Jobs -
A: List every parenthetical citation in the passage on stationarity in dynamic spatial panel models.
B: Carry on the passage on stationarity in dynamic spatial panel models, starting after its final sentence.

Source text -

┄┄┄┄┄┄

To ensure valid estimates in dynamic spatial panel models, it was essential to verify the stationarity condition in both the temporal and spatial components. Meeting this condition avoided persistent trends in the variables, reducing the risk of spurious relationships and biases in the results (Baltagi et al., 2003). Additionally, it ensured that spatial dependence between geographical units remained stable over time, which allowed for the identification of dynamic and spatial effects, improved causal interpretation, and minimized problems of collinearity or correlation in errors (Baltagi et al., 2007; J. P. Elhorst & Emili, 2022). For that reason, we applied the Baltagi, Song, and Koh (BSK) test as an alternative hypothesis for the existence of a spatial relationship between the geographical units.

┄┄┄┄┄┄

Data records -
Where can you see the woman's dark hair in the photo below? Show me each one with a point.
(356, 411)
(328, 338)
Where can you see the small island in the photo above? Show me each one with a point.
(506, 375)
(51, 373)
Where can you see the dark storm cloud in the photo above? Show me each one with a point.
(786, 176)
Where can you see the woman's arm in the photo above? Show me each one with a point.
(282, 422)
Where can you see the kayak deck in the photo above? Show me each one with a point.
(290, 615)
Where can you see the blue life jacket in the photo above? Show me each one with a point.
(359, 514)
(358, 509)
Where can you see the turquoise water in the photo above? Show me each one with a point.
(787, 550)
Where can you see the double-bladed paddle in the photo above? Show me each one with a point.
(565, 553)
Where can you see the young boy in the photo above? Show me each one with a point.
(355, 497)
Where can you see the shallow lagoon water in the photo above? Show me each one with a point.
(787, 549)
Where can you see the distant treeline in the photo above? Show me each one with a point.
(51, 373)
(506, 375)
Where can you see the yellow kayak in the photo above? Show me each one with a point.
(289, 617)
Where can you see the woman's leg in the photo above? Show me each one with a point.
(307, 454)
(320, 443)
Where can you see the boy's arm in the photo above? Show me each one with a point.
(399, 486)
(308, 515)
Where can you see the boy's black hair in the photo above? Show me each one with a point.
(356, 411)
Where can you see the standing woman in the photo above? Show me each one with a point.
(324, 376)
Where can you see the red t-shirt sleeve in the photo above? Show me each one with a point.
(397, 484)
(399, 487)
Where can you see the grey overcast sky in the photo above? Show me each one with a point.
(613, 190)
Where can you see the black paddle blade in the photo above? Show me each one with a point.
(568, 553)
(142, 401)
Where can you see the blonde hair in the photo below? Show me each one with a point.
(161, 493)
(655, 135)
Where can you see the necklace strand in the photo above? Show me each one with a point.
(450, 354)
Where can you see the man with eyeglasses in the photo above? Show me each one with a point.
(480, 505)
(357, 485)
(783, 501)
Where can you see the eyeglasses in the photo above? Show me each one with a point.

┄┄┄┄┄┄

Replies -
A:
Baltagi et al., 2003
Baltagi et al., 2007
J. P. Elhorst & Emili, 2022

B:
The BSK test is based on the Lagrange Multiplier and the spatially conditioned Lagrange Multiplier (Baltagi et al., 2007). This statistic is constructed from the partial derivative vector of the log-likelihood with respect to the spatial parameters, evaluated under the null hypothesis, and from the inverse of the Fisher information matrix, which reflects the expected information on these parameters. Its general form is $LM=(\partial L/\partial y)\prime ·J_y^{-1}·(\partial L/\partial y)$, and it allows the validity of models without contrasting spatial effects, and without the need to estimate unrestricted models, being an efficient tool to detect the presence of spatial lags or autocorrelation in errors (Baltagi et al., 2003, 2007).

The conditioned version of the LM statistic adjusts the test to control for the possible simultaneous presence of other spatial effects, evaluating the significance of a specific spatial effect conditional on the fact that the other is already present in the model (Baltagi et al., 2007). Moreover, in this analysis we used the Lagrange Multiplier statistic along with the Hausman test to set the panel effects. In this context, rejection of the null hypothesis favored the fixed-effect model, while non-rejection supported the existence of random effects.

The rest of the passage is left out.